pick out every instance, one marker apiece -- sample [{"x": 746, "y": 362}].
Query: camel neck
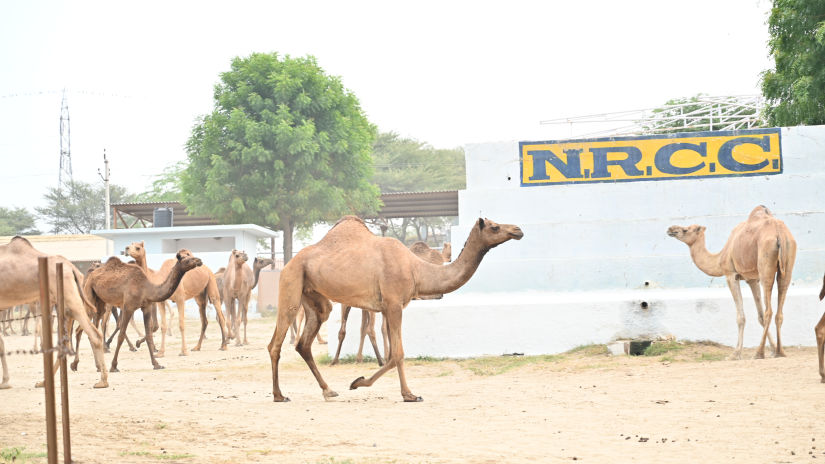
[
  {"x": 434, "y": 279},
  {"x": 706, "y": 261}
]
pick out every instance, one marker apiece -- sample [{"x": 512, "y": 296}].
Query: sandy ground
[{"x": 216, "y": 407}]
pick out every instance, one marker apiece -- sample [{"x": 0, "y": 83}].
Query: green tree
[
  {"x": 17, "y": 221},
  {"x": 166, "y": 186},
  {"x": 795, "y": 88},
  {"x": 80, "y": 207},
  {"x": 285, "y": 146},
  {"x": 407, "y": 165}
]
----------------
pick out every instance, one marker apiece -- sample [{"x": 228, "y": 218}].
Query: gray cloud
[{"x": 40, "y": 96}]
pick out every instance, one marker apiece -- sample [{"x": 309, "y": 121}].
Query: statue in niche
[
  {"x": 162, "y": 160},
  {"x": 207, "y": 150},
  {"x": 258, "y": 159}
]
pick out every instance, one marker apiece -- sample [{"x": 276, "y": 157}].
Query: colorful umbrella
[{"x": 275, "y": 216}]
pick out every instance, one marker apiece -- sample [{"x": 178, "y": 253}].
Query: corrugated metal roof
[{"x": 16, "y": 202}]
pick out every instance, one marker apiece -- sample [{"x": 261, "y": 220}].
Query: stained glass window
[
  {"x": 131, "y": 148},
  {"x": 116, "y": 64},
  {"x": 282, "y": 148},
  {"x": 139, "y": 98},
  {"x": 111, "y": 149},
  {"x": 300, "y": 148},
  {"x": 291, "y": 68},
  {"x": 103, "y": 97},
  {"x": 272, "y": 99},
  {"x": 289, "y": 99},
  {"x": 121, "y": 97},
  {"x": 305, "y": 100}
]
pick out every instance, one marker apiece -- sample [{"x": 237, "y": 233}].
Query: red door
----------------
Work to be completed = Locate every line in the data above that contains the string "pick" and copy each of those lines.

Output =
pick out every instance, one marker apiece -- sample [{"x": 746, "y": 362}].
pick out every instance, one marker apiece -- sample [{"x": 512, "y": 296}].
pick out every instance, one marker apiece -- sample [{"x": 0, "y": 83}].
pick out every instance, one marker apiece -- sample [{"x": 228, "y": 218}].
pick out every instance, one marker apiece -- sample [{"x": 309, "y": 121}].
pick out every instance, one marker apiece -- sample [{"x": 276, "y": 157}].
pick out every instance, one marker apiece -- sample [{"x": 178, "y": 253}].
pick out every instance, one marker apiece -- sample [{"x": 261, "y": 220}].
pick out every instance, one marker apiece -- sample [{"x": 237, "y": 233}].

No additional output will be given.